EXERCISE AIM
Filter the entries for the word "Class". Copy each line in which it occurs.

DATA FOR PROCESSING
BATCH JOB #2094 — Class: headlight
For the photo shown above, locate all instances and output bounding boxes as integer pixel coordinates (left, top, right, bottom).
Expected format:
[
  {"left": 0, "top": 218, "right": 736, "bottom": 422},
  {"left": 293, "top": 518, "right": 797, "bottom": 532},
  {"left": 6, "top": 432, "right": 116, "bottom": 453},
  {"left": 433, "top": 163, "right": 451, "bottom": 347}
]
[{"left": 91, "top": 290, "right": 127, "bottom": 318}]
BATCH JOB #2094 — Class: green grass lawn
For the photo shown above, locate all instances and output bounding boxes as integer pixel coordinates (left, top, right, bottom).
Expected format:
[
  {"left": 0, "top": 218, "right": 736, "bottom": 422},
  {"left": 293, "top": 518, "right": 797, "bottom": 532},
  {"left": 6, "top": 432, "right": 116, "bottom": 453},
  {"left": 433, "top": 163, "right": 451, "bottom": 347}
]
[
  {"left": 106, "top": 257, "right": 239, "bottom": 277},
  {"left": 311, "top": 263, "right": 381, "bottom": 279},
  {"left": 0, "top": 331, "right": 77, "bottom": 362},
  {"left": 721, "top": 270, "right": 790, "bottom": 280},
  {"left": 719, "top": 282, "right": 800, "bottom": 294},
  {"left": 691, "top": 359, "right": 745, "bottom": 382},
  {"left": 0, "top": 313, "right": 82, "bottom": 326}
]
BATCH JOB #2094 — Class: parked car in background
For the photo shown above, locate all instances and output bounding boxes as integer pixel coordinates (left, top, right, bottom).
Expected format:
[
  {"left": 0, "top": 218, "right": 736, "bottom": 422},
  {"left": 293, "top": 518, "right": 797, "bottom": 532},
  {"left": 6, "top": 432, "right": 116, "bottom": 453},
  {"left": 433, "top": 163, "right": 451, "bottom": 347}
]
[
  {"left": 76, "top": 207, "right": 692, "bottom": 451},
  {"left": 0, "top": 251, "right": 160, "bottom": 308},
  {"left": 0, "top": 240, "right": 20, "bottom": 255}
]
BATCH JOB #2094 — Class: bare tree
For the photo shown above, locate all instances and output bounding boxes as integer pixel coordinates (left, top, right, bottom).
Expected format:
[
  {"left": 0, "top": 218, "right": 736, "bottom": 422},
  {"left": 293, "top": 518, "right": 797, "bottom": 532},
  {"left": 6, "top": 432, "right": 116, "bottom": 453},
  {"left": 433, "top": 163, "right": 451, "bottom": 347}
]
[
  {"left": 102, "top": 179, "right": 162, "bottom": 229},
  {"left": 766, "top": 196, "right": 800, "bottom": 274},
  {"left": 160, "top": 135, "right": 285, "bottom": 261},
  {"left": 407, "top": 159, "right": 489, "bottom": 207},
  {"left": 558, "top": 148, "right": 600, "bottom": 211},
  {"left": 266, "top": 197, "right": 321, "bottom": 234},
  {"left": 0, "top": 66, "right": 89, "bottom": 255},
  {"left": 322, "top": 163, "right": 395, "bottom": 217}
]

---

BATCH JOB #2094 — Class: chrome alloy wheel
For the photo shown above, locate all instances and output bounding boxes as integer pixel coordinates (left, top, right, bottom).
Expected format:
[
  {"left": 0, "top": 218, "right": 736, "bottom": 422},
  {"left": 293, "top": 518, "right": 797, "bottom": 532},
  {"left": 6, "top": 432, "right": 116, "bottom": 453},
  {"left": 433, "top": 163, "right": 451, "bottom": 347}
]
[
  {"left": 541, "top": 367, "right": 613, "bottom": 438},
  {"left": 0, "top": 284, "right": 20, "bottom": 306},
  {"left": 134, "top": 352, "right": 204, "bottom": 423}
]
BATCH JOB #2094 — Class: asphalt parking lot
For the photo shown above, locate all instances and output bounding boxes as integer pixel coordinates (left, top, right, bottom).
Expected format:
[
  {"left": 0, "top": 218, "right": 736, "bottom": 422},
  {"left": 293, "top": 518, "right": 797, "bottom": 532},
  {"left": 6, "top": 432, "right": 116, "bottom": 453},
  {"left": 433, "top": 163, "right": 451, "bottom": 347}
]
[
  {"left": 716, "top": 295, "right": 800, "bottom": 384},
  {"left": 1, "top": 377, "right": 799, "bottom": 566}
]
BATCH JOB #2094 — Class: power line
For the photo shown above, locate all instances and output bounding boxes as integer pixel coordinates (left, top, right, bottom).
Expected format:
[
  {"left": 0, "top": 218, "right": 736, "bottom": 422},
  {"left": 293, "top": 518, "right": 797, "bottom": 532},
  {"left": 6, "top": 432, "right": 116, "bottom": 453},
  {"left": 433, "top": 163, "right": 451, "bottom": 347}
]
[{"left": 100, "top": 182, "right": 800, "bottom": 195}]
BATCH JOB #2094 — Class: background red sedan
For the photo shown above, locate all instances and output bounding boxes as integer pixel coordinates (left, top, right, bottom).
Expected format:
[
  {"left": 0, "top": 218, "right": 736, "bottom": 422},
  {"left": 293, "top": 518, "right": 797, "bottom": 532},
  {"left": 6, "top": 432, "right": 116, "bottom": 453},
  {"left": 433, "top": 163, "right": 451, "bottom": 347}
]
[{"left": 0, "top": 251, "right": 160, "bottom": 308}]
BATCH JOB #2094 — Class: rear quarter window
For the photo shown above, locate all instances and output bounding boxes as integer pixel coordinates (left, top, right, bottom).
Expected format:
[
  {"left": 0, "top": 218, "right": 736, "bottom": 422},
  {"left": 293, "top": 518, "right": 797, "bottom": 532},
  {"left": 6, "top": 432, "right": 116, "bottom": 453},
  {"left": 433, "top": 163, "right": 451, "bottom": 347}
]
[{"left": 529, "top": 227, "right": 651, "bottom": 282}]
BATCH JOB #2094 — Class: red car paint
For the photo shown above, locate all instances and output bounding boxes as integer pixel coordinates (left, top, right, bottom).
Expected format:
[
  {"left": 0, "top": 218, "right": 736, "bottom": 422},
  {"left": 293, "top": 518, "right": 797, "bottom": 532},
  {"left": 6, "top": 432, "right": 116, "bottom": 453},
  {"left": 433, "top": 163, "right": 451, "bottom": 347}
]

EXPECTED ANSWER
BATCH JOB #2094 — Class: headlight
BATCH JOB #2094 — Class: green grass lawn
BATCH JOB #2094 — Class: parked car in background
BATCH JOB #2094 — Class: bare tree
BATCH JOB #2094 — Class: chrome alloy wheel
BATCH JOB #2094 — Class: asphalt parking lot
BATCH JOB #2094 — Class: power line
BATCH JOB #2094 — Class: background red sedan
BATCH JOB #2094 — Class: rear quarter window
BATCH JOB #2094 — Class: red car paint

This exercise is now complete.